- Exercise text

Sean: That’s amazing. Hey, we’re planning to also, this is a personal question now, so because we’re planning to expand SEO Hacker’s office space, but I’m wondering about 3000 square meter office space for 18 people. Isn’t that a bit too much?
J Haleem: No, and everybody, some people are remote. So I have people working from Baltimore, from Los Angeles, from Atlanta, you know, so everybody’s not here where I am. But it’s nice. It’s plenty of space.
We actually created what you call a virtual learning pod for kids during the school year because of Covid. So through my nonprofit, “I won’t starve academy”, we created the “kids won’t starve learning pod.” Basically, we brought kids in there, their parents didn’t want them to go to school.
And so we had social distancing, we have two conference rooms, so we turned them into the classroom, and we had the kids in it socially distance and it worked out great. So we got plenty, we got the space for a reason, you know, with my apparel company, we make all our stuff in the house. So one of my brands is right here, looking at a miracle we make all the stuff in house. So all that stuff was, it was a great investment and it paid dividends, still paying dividends.
Sean: That is amazing with your nonprofit. I’m just curious. What does your nonprofit do? How’d you found it? I do plan to start one someday, an orphanage here in the Philippines. That’s on the plan, on the roadmap, but I have no idea how to start and I’d like to learn from you.
J Haleem: Oh yeah. Oh, well, I’ve never wanted to be a nonprofit owner because, here where I am locally, people create nonprofits for it seemed like they are one of the reasons to ask for money. You know, from the government or otherwise. And I’m totally about hustling for whatever I get. So I’m okay with that. So we have, I won’t starve LLC at first, and this is me putting on conferences, doing training for individuals, teaching people about entrepreneurship.
However, when COVID happened, I saw the vision. A lot of people, minorities like myself in this country were hurt worse than other individuals. And so I created a nonprofit so that I can get individuals to help African-Americans here in the states to learn about entrepreneurship, without having to spend their money. Not me spending money, but without them, I had to spend money.

- Information shown
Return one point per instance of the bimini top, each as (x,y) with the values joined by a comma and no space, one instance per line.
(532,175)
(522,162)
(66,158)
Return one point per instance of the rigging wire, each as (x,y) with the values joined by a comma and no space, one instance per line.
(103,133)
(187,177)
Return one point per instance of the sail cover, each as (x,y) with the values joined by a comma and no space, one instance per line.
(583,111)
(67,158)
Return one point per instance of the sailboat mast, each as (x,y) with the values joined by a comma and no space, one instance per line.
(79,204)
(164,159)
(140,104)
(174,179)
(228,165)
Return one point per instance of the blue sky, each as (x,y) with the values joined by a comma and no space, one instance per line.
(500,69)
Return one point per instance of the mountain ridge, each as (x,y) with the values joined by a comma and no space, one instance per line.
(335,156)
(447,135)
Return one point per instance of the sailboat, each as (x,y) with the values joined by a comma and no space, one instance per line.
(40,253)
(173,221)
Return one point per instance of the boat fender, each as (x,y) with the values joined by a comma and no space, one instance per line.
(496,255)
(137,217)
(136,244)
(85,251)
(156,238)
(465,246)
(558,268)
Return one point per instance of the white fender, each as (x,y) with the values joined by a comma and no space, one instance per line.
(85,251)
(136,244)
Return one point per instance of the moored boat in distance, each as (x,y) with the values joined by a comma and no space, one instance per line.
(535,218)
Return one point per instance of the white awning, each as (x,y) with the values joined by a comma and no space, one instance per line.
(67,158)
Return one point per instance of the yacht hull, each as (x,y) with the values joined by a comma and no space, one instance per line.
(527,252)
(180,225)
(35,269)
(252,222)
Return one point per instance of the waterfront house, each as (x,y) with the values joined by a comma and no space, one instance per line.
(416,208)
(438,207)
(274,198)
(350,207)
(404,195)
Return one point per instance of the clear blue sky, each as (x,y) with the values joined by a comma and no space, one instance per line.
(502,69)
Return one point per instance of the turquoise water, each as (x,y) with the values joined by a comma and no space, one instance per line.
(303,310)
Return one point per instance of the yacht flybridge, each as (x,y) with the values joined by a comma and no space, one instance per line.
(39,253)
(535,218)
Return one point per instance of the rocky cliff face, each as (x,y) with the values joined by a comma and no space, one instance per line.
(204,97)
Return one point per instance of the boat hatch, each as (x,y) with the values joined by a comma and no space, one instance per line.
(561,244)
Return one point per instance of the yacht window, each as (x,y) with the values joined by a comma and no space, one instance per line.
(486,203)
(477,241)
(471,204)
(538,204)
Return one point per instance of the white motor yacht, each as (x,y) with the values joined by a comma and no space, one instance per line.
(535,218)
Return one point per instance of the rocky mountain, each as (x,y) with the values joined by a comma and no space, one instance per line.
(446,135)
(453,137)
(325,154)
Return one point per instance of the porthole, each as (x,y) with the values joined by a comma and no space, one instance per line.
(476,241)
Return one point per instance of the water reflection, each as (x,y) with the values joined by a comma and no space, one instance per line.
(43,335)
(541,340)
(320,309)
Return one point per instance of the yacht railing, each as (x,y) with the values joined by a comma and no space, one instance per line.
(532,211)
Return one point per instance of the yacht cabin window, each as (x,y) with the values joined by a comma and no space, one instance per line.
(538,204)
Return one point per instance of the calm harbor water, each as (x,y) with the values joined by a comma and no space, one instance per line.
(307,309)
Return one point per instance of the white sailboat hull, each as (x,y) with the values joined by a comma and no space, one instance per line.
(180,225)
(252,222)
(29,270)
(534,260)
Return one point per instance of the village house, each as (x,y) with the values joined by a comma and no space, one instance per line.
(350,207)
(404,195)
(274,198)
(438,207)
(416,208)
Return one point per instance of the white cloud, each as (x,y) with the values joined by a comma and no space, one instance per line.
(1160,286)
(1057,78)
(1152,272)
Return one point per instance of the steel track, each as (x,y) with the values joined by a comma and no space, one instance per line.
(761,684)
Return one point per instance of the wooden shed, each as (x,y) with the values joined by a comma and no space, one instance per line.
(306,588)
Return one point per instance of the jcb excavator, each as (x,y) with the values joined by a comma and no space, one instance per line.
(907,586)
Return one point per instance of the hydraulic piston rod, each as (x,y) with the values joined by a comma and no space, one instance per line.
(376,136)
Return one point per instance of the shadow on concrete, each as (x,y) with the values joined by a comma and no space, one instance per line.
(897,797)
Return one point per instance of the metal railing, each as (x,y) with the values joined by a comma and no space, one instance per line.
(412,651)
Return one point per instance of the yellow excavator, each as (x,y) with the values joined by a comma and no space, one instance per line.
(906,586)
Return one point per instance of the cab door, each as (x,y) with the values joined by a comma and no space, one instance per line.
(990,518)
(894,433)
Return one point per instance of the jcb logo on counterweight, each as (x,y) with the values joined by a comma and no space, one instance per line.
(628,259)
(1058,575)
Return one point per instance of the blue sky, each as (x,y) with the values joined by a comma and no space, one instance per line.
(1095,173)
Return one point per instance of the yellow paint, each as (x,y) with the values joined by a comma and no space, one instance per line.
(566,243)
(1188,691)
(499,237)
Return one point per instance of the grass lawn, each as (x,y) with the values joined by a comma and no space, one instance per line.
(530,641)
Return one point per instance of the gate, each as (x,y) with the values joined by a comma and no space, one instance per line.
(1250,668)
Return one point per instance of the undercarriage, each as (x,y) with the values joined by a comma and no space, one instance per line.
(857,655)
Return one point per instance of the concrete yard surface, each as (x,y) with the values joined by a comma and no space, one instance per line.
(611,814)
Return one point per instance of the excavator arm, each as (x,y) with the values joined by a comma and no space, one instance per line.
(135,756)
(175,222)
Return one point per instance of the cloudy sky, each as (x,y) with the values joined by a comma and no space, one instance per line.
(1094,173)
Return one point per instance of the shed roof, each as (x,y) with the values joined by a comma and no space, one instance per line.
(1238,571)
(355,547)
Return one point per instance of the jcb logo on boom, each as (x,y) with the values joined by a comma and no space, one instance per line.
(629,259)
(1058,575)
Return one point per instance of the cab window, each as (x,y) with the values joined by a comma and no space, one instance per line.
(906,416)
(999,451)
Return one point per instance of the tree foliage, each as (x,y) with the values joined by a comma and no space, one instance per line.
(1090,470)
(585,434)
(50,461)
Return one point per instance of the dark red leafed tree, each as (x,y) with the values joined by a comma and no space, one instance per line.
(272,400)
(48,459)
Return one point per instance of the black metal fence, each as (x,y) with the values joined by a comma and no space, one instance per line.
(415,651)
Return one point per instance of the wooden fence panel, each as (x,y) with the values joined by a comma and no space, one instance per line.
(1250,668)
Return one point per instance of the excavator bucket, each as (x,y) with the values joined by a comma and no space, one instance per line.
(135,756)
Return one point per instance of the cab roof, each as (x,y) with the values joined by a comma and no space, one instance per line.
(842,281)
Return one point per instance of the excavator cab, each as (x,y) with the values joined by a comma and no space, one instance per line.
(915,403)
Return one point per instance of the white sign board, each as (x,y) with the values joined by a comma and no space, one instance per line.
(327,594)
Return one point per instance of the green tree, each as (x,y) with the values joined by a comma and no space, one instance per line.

- Requirement 1
Please quote the interview transcript between "J Haleem: Oh" and "to spend money.", inclusive.
- Requirement 2
Extend the interview transcript, picking up after its last sentence.
The rows are separate material and have nothing to do with the interview transcript.

- Answer 1
J Haleem: Oh yeah. Oh, well, I’ve never wanted to be a nonprofit owner because, here where I am locally, people create nonprofits for it seemed like they are one of the reasons to ask for money. You know, from the government or otherwise. And I’m totally about hustling for whatever I get. So I’m okay with that. So we have, I won’t starve LLC at first, and this is me putting on conferences, doing training for individuals, teaching people about entrepreneurship.
However, when COVID happened, I saw the vision. A lot of people, minorities like myself in this country were hurt worse than other individuals. And so I created a nonprofit so that I can get individuals to help African-Americans here in the states to learn about entrepreneurship, without having to spend their money. Not me spending money, but without them, I had to spend money.

- Answer 2
But we deal with in the states is we have a lot of businesses that us, as African-Americans spend money with and they don’t have to spend money in our community. And so my thing is trying to create a pipeline through my nonprofit, for someone to spend money with us, without them having to go ahead and spend money, to get that knowledge, wisdom, and understanding that they can go out and feed their family.
So that’s what the basis between creating ‘I won’t starve academy’ was about. Successfully being able to teach African-Americans how to be entrepreneurs.
Sean: Thank you. Thank you so much for doing that. I mean, not a lot of people have that burden. Not a lot of people actually act upon that burden. You’re one of those few people and I just want to say thank you from all the way here from the Philippines.
That’s really amazing.
J Haleem: No problem. No problem. I, you know, we just gotta step up, you know, we see these things. Again, I never wanted them. My wife always told me, because she’s worked for nonprofits. “J, well a non-profit can make money too.” Like it’s not about that. I needed to, I really wanted to have something that I can really offer.
And then it’s just COVID that opened up the door for that. So we actually became a 501C3 last year. We’re celebrating our one-year anniversary actually next Sunday, we’re having a nice celebration here for that.
Sean: Congratulations. And hey, you know that God, won’t forget that, right. I mean, he’s just looking at you and saying “more blessings for this guy, cause he’s being a river of blessing. He’s blessing other people as well. So that’s really good stuff.